• [Page text]:
-- START --
Vietnam – a travelogue part 1
*Product recommendation* *affiliate link*
We, that is me and my husband went to Vietnam for the first time. We are used to organize our trips ourselves and traveling independently. Most times we only book the flight to and from the country we are visiting and the first two nights (to have a little time to adjust and deal with the jetlag). After that, we book day by day in order to remain as flexible as possible and decide last minute if we want to stay longer or shorter in a certain place.
Of course, we are always looking for interesting places for us, like spice plantations, tea gardens, markets, and so on. This means that we often leave the usual tourist paths. We also seek contact with the locals wherever possible. We usually take part in cooking courses, travel by public transport, and meet Facebook acquaintances (especially woodturning friends of Matthias, my husband).
That’s how we traveled around Vietnam. Here are our impressions and some tips.
By the way, you can find great travel guides here:
Our first week – Ha Noi and surroundings
On the way from the airport to the hotel, we saw hundreds, if not thousands, of scooters. Many carried twigs or whole kumquat trees with them. At the roadside vendor’s sell them. Later someone explained to us that the twigs came from peach trees that are specially bred in order to blossom on New Year’s Day. We are talking about the Lunar New Year, which is also celebrated by the Chinese and depends on the moon. In Vietnam this year (2019) (almost) everything stood still from February 4th until the 7th, because of Tet-Holiday. We didn’t consider that. Finding a flight from Ha Noi to Ho Chi Min on the Sunday after the Tet holidays – at a reasonable price – is unfortunately impossible. In this case, it would have been better not to be too spontaneous, but to plan ahead. Well, there is always a solution, so we booked a flight to Nha Trang.
-- END --
• [What you will do]: Quote the stretch of the Vietnam travelogue from "Of course, we" through "and some tips.", word for word.

• [Material shown]:
-- START --
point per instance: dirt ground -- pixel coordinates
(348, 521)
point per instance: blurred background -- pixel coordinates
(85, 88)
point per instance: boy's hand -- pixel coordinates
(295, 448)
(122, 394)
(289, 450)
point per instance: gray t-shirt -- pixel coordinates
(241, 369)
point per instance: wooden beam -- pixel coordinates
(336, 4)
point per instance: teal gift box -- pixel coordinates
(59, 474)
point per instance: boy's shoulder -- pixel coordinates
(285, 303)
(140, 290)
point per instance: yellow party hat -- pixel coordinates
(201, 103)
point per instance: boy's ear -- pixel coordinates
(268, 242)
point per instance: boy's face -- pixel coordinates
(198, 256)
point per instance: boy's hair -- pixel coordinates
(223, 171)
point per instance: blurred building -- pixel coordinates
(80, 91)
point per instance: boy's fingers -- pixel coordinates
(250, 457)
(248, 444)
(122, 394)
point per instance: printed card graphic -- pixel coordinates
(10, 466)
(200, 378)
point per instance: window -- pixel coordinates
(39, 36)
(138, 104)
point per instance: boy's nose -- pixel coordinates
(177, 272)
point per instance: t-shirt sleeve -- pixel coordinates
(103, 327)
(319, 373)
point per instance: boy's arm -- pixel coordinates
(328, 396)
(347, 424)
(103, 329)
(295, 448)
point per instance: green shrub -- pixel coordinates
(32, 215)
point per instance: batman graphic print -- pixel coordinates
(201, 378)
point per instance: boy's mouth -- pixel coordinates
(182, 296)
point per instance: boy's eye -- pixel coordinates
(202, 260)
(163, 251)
-- END --
• [Correct response]:
Of course, we are always looking for interesting places for us, like spice plantations, tea gardens, markets, and so on. This means that we often leave the usual tourist paths. We also seek contact with the locals wherever possible. We usually take part in cooking courses, travel by public transport, and meet Facebook acquaintances (especially woodturning friends of Matthias, my husband).
That’s how we traveled around Vietnam. Here are our impressions and some tips.